Work task:
Only a number is expected here: the count of lines in the data that contain "rings".

Dataset entries
/---

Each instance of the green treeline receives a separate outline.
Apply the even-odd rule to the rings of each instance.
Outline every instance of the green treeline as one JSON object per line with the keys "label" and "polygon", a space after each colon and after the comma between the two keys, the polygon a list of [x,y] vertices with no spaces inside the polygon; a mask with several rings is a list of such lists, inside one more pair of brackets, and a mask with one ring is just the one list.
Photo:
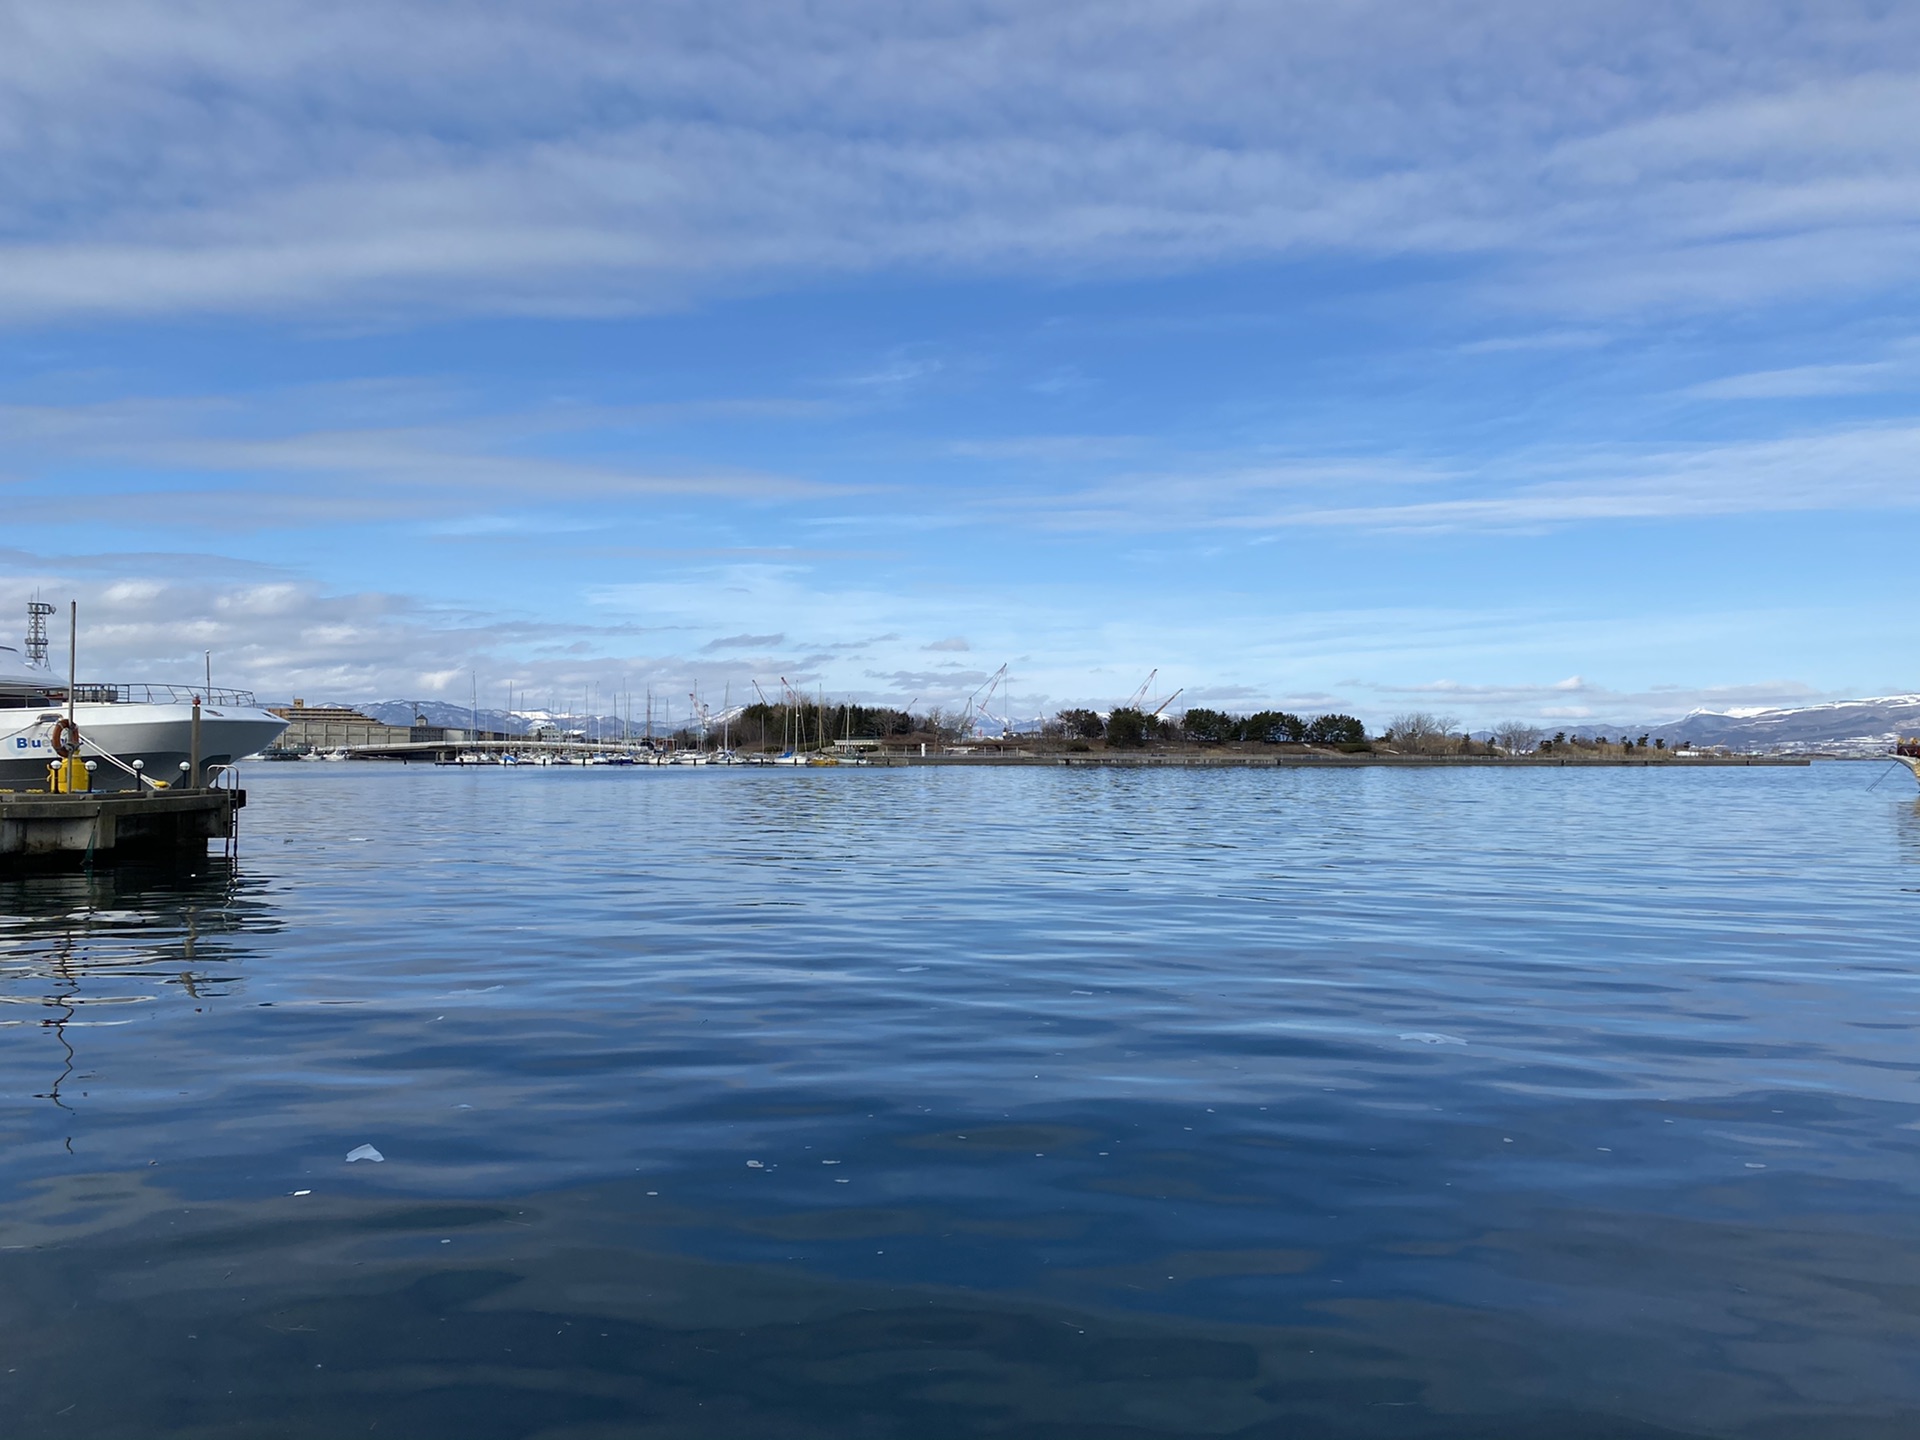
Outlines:
{"label": "green treeline", "polygon": [[1126,706],[1104,720],[1092,710],[1062,710],[1047,729],[1057,739],[1105,740],[1109,746],[1123,750],[1182,740],[1199,745],[1227,745],[1235,741],[1264,745],[1367,743],[1367,727],[1351,715],[1319,715],[1304,720],[1285,710],[1229,715],[1221,710],[1195,708],[1174,720]]}
{"label": "green treeline", "polygon": [[1253,715],[1229,715],[1223,710],[1189,710],[1180,719],[1189,740],[1202,745],[1225,745],[1255,740],[1266,745],[1364,745],[1367,727],[1351,715],[1318,715],[1303,720],[1285,710],[1262,710]]}
{"label": "green treeline", "polygon": [[[753,749],[792,747],[814,750],[835,740],[904,740],[910,736],[936,741],[962,738],[965,717],[940,710],[914,715],[887,706],[826,703],[765,704],[743,707],[727,723],[736,746]],[[700,737],[682,730],[676,738],[697,744]],[[717,745],[721,727],[711,725],[706,742]],[[1226,745],[1257,742],[1267,745],[1361,746],[1367,730],[1351,715],[1320,715],[1311,720],[1285,710],[1262,710],[1253,715],[1230,715],[1220,710],[1193,709],[1166,718],[1121,706],[1106,715],[1094,710],[1062,710],[1042,727],[1040,740],[1070,744],[1104,741],[1114,749],[1147,745]]]}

\---

Answer box:
2